— Task instructions —
Copy out, word for word, the lines of the records from the line containing "Locate the large" through the line containing "Query: large round basket", with both of those lines included.

— Stored rows —
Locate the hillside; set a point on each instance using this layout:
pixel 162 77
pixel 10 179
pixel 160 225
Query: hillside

==

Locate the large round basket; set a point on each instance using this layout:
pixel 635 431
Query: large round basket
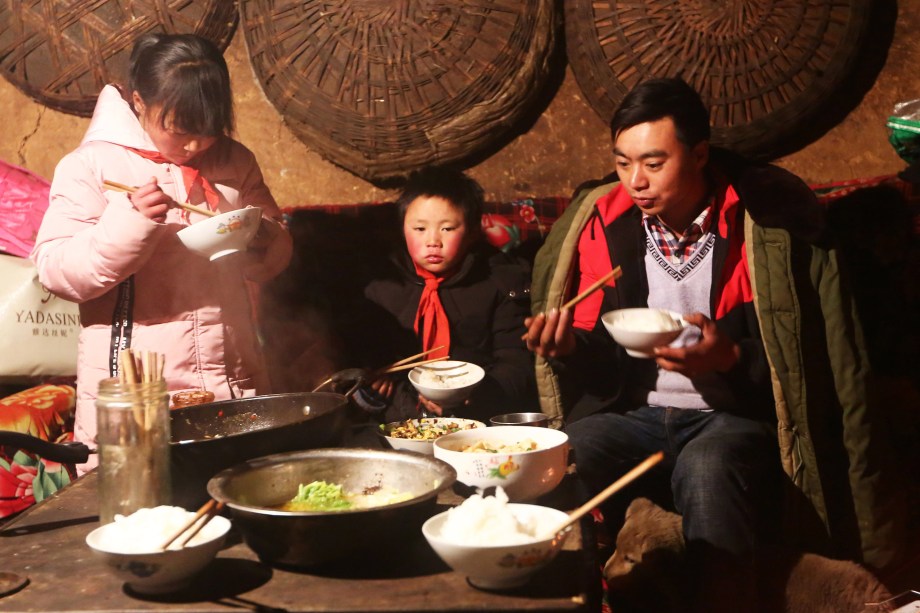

— Correct output —
Locate the large round basket; set a point on each instance using this layout:
pixel 635 431
Query: large round basket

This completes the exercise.